* **Document excerpt**:
┌────────

An 86-year-old man with hypertension, insulin-dependent type 2 diabetes, and coronary artery disease on low-dose aspirin presented with acute onset right upper motor neuron facial weakness, right hemiparesis, and left gaze deviation. Ophthalmological examination demonstrated impaired rightward smooth pursuit and saccadic eye movements with preserved oculocephalic reflex in keeping with a supranuclear right horizontal gaze palsy (Figure 1A–D). There was no compensatory head turn. Neuroimaging demonstrated a sole hemorrhage in the left posterior limb of the internal capsule with extension into the anterior internal capsule (Figure 1E–H). The patient was treated conservatively with blood pressure management and cessation of aspirin. His gaze palsy resolved after 2 weeks, but unfortunately his right-sided hemiparesis persisted necessitating long-term care placement.

Figure 1: Supranuclear rightward gaze palsy from left anterior internal capsule hemorrhage. On examination of extraocular movements, the patient had impaired rightward (A) but preserved leftward (B) gaze on evaluation of smooth pursuit and voluntary horizontal saccades. With the oculocephalic maneuver, there is improvement in the rightward gaze palsy (C) with preservation of the leftward response (D). (E, F) Noncontrast enhanced CT axial images demonstrate a hyperdense lesion with surrounding hypodensity representing acute hemorrhage and associated edema within the left posterior limb of the internal capsule, extending into the anterior internal capsule. Day 2 diffusion weighted (G) and apparent-diffusion coefficient (H) MRI sequences both demonstrate an area of decreased signal and surrounding increased signal consistent with acute hemorrhage and surrounding edema within the left anterior and posterior internal capsule and medial thalamus. No additional lesions were identified through these modalities to otherwise explain the clinical presentation with supranuclear rightward gaze palsy.

└────────

(Stored items)

┌────────

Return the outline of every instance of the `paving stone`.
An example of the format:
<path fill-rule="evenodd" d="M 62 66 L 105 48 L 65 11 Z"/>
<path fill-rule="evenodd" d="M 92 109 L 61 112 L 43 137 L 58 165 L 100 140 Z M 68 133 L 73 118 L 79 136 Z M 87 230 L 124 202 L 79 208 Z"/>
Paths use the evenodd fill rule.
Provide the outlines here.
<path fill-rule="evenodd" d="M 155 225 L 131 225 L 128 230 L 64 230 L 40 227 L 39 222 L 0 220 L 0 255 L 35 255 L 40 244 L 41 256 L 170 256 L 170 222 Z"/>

└────────

* **Questions**:
- 1) Output the passage of the gaze palsy case report running from "An 86-year-old man" up to and including "long-term care placement.", unchanged.
- 2) Pick up the case report on gaze palsy from internal capsule hemorrhage after its final sentence and continue writing it.

* **Answers to the problems**:
- 1)
An 86-year-old man with hypertension, insulin-dependent type 2 diabetes, and coronary artery disease on low-dose aspirin presented with acute onset right upper motor neuron facial weakness, right hemiparesis, and left gaze deviation. Ophthalmological examination demonstrated impaired rightward smooth pursuit and saccadic eye movements with preserved oculocephalic reflex in keeping with a supranuclear right horizontal gaze palsy (Figure 1A–D). There was no compensatory head turn. Neuroimaging demonstrated a sole hemorrhage in the left posterior limb of the internal capsule with extension into the anterior internal capsule (Figure 1E–H). The patient was treated conservatively with blood pressure management and cessation of aspirin. His gaze palsy resolved after 2 weeks, but unfortunately his right-sided hemiparesis persisted necessitating long-term care placement.

- 2)
Conjugate gaze deviation is relatively common in ischemic and hemorrhagic stroke and is found in approximately 15%–30% of cases.Reference De Renzi, Colombo, Faglioni and Gibertoni1,Reference Mohr, Rubinstein and Kase2 Anatomically, the frontal eye fields (FEF) located between the premotor and prefrontal cortex are crucial for supranuclear control of horizontal conjugate gaze.Reference Blumenfeld3 Descending FEF fibers project to the paramedian pontine reticular formation (PPRF) in the brainstem, and lesions of this circuit (Figure 2) at the PPRF, abducens nucleus, and/or the medial longitudinal fasciculus produce various horizontal oculomotor deficits, including total conjugate lateral gaze palsy, unilateral or bilateral internuclear ophthalmoplegia, and one-and-a-half syndrome.Reference Blumenfeld3

Figure 2: Neuroanatomy of voluntary conjugate horizontal saccades. Generation of voluntary conjugate horizontal saccades is initiated via impulses from the cortical frontal eye fields (FEF) which send projections through the anterior internal capsule (AIC). The FEF fibers descend to the contralateral paramedian pontine reticular formation (PPRF) which in turn sends impulses to the ipsilateral abducens (VI) nucleus. The VI nucleus sends fibers to the contralateral oculomotor (III) nucleus via the medial longitudinal fasciculus (MLF). Cranial nerves III and VI then activate the contralateral medial rectus (MR) and ipsilateral lateral rectus (LR) muscles, respectively, to generate a saccade contralateral to the initially activated FEF. Adapted from Neuroanatomy Through Clinical Cases by H. Blumenfeld, 2010, Sinauer Associates. Copyright 2018 by Oxford University Press. Adapted with permission.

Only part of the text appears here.